▸ TASK
Please report every line of the listing below that has the word "painted" in it.

>>>

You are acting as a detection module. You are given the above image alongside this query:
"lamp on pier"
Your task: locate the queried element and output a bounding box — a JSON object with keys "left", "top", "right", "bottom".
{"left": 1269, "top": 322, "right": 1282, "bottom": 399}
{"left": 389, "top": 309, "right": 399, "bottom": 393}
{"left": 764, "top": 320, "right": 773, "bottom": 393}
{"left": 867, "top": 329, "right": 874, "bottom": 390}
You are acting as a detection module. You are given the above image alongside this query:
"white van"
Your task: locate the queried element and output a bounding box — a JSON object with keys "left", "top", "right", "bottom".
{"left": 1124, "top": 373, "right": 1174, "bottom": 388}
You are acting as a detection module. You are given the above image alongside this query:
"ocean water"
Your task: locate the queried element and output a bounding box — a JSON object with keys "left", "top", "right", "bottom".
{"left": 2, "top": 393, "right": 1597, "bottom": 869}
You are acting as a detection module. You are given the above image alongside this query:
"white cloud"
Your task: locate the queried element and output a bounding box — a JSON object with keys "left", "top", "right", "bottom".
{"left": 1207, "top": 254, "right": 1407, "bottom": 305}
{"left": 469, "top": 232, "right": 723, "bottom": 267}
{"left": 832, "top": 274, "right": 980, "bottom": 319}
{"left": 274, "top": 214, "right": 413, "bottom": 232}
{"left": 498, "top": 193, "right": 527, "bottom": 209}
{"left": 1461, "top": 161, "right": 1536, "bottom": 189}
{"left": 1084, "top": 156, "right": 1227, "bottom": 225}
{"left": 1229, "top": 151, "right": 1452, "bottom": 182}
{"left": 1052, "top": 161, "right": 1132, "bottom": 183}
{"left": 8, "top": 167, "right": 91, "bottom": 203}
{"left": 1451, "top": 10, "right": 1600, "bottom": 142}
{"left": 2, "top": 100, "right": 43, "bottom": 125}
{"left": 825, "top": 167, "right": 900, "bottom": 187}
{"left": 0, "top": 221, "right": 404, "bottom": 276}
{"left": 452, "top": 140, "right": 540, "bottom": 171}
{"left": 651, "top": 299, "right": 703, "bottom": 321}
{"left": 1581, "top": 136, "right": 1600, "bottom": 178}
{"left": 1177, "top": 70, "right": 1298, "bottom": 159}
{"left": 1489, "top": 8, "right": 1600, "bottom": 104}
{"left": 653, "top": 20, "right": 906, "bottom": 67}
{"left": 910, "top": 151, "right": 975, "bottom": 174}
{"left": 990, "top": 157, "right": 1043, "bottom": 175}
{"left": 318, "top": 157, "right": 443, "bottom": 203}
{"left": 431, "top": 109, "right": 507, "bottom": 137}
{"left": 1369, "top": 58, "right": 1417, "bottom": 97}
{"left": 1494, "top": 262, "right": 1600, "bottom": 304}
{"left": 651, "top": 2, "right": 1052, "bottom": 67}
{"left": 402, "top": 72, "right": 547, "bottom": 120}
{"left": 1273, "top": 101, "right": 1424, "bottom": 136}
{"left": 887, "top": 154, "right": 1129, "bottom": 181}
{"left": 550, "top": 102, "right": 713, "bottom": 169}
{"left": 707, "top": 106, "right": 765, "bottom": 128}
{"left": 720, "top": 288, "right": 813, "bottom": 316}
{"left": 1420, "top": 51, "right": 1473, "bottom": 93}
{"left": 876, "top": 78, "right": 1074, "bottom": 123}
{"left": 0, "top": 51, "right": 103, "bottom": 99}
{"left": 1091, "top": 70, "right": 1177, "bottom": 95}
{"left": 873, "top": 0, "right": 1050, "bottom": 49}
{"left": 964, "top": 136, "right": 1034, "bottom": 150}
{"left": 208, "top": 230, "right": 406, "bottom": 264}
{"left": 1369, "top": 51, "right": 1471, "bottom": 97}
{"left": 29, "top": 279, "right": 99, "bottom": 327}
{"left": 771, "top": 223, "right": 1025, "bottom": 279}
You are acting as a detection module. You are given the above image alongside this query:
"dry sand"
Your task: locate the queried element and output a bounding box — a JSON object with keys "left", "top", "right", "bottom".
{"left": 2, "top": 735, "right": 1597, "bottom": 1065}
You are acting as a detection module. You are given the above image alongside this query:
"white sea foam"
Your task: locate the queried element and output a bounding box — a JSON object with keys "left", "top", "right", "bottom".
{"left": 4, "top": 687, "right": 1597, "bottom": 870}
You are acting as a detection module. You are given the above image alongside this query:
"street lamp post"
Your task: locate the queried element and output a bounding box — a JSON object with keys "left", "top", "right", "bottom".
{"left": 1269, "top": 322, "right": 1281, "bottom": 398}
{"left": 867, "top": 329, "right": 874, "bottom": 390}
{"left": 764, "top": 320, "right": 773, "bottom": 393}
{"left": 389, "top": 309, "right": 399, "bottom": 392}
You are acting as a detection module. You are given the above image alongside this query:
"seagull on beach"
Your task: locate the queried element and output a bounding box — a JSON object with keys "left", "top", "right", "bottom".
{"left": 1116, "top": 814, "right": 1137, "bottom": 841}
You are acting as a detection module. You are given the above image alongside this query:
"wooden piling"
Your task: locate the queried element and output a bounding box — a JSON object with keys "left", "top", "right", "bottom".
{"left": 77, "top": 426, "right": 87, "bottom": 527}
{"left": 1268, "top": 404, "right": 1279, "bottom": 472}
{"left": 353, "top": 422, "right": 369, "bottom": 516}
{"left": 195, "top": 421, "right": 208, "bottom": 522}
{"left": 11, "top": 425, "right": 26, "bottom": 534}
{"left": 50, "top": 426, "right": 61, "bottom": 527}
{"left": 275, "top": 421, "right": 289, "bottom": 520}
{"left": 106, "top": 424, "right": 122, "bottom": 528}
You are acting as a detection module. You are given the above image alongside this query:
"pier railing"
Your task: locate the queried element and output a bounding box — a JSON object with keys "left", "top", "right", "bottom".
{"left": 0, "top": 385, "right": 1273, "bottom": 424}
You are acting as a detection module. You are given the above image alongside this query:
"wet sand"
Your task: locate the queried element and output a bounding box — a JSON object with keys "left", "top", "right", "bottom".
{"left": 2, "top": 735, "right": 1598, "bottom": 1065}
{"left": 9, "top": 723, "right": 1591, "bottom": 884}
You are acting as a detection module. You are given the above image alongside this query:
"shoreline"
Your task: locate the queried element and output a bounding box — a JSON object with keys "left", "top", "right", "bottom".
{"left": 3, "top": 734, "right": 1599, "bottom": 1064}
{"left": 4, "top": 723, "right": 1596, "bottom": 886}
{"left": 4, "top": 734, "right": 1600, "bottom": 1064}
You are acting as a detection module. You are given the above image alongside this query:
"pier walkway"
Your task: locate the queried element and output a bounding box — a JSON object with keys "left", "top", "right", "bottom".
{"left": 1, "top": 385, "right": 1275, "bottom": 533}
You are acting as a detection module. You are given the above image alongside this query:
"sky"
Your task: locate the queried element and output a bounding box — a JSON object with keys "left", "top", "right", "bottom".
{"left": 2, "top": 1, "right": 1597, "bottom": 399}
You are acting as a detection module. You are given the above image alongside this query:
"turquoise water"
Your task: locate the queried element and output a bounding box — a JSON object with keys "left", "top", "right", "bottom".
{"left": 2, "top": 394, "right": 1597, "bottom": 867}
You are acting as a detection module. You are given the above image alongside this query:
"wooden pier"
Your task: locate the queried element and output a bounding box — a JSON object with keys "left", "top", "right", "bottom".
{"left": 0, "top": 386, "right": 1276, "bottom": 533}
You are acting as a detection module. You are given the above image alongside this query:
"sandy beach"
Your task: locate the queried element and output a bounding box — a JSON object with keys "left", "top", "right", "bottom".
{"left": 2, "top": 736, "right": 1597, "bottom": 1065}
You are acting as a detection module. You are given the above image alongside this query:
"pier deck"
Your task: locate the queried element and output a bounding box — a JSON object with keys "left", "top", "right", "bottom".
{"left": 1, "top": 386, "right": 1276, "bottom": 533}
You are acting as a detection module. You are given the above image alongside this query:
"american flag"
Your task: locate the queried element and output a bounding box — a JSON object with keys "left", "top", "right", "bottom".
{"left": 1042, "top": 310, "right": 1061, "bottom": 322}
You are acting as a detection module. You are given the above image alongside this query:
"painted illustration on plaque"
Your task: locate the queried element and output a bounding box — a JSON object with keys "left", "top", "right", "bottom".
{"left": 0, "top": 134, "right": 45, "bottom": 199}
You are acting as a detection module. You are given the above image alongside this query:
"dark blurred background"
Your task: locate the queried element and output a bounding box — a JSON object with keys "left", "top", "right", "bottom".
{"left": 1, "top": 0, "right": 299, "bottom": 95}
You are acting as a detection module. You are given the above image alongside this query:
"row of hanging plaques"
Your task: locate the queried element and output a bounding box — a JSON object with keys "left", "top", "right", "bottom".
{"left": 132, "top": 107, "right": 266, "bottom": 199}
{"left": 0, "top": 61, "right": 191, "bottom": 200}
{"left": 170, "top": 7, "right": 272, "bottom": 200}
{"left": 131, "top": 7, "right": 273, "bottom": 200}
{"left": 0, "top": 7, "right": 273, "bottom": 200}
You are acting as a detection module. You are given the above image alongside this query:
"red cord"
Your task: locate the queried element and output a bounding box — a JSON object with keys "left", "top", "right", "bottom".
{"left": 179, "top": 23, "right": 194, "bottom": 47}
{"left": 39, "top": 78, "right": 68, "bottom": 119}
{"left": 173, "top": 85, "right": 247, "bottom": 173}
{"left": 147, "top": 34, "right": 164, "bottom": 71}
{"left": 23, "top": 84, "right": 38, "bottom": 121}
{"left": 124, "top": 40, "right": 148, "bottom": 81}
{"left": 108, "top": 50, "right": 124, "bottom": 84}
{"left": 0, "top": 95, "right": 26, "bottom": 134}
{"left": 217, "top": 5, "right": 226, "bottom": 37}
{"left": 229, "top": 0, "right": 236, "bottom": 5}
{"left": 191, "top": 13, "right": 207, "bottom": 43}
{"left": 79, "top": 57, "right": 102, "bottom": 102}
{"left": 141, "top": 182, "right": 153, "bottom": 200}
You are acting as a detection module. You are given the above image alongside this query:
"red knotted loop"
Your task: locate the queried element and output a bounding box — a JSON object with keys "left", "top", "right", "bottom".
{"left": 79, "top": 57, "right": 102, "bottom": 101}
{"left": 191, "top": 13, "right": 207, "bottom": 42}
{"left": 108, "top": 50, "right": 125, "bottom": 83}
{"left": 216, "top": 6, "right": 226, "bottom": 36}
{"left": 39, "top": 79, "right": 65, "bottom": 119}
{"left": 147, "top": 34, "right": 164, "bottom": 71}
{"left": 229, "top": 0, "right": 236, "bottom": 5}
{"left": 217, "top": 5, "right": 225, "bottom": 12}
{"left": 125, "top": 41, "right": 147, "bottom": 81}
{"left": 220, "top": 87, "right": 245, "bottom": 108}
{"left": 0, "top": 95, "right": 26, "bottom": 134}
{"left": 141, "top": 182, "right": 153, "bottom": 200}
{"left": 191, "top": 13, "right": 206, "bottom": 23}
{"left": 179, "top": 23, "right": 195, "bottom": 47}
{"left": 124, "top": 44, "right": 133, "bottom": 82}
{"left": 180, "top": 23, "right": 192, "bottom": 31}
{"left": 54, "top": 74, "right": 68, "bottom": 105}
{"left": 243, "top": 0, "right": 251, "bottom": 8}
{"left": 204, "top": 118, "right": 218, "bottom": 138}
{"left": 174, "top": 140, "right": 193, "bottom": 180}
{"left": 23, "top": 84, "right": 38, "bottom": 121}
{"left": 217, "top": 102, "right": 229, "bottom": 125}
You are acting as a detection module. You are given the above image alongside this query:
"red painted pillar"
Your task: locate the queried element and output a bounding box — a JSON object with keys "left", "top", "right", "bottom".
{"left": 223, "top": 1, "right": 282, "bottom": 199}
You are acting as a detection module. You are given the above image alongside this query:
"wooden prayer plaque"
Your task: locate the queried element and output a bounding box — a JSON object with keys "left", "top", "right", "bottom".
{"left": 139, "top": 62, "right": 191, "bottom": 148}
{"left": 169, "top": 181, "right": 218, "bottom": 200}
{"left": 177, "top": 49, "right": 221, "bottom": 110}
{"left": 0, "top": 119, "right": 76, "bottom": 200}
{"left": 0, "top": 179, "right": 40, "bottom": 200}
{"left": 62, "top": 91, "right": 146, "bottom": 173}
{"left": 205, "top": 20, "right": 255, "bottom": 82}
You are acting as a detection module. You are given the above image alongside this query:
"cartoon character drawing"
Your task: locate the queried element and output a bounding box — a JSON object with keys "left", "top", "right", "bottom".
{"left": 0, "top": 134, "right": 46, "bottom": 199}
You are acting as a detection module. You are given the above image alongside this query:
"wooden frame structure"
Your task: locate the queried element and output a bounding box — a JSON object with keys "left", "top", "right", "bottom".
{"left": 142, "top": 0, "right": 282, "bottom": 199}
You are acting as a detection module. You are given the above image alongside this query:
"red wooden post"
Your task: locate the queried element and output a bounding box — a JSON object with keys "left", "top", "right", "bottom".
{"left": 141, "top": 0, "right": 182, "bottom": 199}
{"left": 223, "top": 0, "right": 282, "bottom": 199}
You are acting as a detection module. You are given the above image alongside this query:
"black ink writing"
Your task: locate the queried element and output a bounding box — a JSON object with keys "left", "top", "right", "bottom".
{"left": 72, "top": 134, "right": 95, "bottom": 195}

<<<

▸ RESULT BELOW
"painted illustration on plaque"
"red painted pillar"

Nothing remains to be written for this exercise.